_Text passage_
==*==

Nor can any change be expected in the near future. Moreover,
the existing situation of frequencies allocated according to political
criteria during Milosevic’s rule still survives. This means that
state-connected media which established vast national coverage
thanks to privileges granted during that period, still enjoy those
privileges. The former regime did everything possible to pack
the spectrum of frequencies with loyal stations and there are
now no frequencies available for any new stations, independent
or otherwise. This leads to the conclusion that there can be
no change in the air without the reallocation of frequencies.
In other words there can be no development of those media which
stood for professional, unbiased journalism in spite of threats
and severe reprisals. There is further cause for concern: the
new Minister for Telecommunications, Boris Tadic, has announced
that there will be a moratorium on the redistribution of existing
frequencies and the allocation of new ones until new regulations
are adopted. It may be the end of next year before new regulations
are adopted. There is also major concern over the recent announcements
of foreign investors buying into pro-Milosevic media. For example,
a Liechtenstein-based foundation named Mitsui, whose owners are
unknown, is reported to have bought into TV Pink, and there are
also reports that Greek and German investors have expressed interest
in BK Television. TV Pink is owned by a former senior official
of the Yugoslav United Left, the party led by Slobodan Milosevic’s
wife, Mira Markovic. BK Television is owned by the Karic family,
who collaborated closely with Milosevic and whose leader, Bogoljub
Karic, was once a minister in the Serbian government.
ANEM’s
legal department took part in an expert group set up by the Media
Centre to focus on the transformation of the media system and
drafting legislative proposals which would regulate media operations
in Yugoslavia. These combine the existing Yugoslav models with
relevant international standards and recommendations. This is
a very serious and extensive task which should results in completed
draft laws. There is no guarantee that the proposals will be
adopted by the new democratic authorities, but they will present
the opinion of local experts on all relevant aspects of the media
and broadcast system. ANEM’s legal department, drawing on its
years of focus on issues relating to the broadcast media, believes
that transitional solutions should be adopted urgently and has
informed the appropriate state bodies on its views and offered
every kind of assistance possible. These solutions would ensure
a level playing field for all media in a new open competition
for the allocation of broadcast frequencies which would be announced
in accordance with new legal regulations. They would also redress
the obvious injustice of decisions made during the rule of the
former government. These solutions would be an important factor
in the successful and efficient transition of the whole society,
given all the problems in the operation of the newly-liberated
media which were formerly under state control. Unfortunately
none of these ANEM initiatives has received a positive response
from the relevant state organs.

==*==

_Data_
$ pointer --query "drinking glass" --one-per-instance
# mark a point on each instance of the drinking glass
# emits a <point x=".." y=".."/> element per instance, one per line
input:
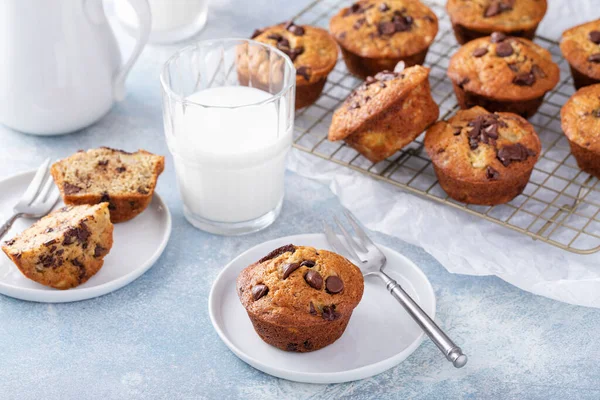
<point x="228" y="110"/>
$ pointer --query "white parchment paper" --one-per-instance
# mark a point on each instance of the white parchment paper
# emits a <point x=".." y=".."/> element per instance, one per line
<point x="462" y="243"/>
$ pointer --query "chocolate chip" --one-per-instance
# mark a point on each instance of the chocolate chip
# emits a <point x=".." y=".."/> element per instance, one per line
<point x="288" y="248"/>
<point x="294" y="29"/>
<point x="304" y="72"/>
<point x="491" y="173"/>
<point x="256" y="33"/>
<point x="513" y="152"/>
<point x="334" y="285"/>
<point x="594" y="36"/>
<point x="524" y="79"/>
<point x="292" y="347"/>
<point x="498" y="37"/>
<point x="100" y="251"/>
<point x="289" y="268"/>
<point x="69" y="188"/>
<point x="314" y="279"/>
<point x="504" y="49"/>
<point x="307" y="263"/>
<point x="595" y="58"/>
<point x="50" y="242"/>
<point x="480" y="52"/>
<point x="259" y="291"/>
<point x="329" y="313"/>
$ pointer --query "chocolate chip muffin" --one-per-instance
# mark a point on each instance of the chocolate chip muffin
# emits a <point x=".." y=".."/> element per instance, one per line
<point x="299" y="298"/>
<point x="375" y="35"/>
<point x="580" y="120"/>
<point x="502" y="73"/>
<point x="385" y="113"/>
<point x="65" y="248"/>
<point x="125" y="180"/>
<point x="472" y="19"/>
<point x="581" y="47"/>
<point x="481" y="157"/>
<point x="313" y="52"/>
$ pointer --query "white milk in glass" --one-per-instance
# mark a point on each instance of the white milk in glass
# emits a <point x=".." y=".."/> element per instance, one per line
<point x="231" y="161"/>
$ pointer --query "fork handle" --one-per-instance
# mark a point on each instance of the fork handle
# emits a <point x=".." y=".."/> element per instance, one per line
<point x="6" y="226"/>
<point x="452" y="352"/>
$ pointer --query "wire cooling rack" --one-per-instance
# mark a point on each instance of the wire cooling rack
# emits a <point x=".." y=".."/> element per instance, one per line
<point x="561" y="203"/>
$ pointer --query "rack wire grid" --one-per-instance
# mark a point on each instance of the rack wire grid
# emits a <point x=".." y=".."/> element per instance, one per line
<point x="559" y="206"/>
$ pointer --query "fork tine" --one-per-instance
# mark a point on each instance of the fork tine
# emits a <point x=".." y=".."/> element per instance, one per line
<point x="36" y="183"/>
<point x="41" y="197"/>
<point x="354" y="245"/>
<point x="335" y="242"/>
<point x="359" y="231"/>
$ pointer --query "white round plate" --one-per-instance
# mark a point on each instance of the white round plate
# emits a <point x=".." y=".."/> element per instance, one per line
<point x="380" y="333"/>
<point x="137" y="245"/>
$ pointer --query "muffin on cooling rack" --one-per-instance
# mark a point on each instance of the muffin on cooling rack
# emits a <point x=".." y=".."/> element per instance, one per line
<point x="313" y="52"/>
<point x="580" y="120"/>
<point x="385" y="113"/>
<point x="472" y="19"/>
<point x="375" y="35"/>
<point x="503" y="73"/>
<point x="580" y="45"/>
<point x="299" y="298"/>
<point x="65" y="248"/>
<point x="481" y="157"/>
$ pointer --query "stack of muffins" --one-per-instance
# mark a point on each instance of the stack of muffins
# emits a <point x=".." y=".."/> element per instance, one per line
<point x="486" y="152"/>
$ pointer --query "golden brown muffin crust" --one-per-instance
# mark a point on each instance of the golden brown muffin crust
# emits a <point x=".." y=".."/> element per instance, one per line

==*==

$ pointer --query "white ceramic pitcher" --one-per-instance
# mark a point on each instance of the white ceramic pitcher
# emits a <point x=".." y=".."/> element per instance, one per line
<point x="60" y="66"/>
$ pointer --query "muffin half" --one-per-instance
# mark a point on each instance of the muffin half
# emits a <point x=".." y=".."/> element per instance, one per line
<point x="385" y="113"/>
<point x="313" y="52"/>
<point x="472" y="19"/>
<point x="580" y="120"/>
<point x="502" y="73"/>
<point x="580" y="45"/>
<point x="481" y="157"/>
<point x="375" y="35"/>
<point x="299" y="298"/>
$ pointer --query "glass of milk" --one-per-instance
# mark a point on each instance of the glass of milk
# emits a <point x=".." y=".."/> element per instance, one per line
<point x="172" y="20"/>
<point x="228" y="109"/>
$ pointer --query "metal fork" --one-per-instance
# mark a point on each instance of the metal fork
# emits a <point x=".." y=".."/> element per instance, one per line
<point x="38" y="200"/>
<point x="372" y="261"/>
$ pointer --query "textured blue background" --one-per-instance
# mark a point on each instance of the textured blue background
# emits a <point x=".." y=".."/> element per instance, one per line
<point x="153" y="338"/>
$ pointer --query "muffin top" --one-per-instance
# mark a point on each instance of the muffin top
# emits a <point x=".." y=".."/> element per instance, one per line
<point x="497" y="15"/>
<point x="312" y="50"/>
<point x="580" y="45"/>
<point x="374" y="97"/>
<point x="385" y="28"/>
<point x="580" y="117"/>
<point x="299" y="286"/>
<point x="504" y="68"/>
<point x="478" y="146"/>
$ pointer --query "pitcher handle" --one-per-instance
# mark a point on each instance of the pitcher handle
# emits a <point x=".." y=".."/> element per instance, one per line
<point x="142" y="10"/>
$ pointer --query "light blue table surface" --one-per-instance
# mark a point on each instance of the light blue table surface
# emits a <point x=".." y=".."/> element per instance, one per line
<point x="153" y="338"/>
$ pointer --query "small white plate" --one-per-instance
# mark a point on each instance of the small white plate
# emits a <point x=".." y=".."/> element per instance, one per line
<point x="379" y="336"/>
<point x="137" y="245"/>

==*==

_Aim_
From the text on broadcast frequencies after Milosevic, print the part that opens with the words containing "Nor can any" and closes with "reallocation of frequencies.".

_Exercise result_
Nor can any change be expected in the near future. Moreover,
the existing situation of frequencies allocated according to political
criteria during Milosevic’s rule still survives. This means that
state-connected media which established vast national coverage
thanks to privileges granted during that period, still enjoy those
privileges. The former regime did everything possible to pack
the spectrum of frequencies with loyal stations and there are
now no frequencies available for any new stations, independent
or otherwise. This leads to the conclusion that there can be
no change in the air without the reallocation of frequencies.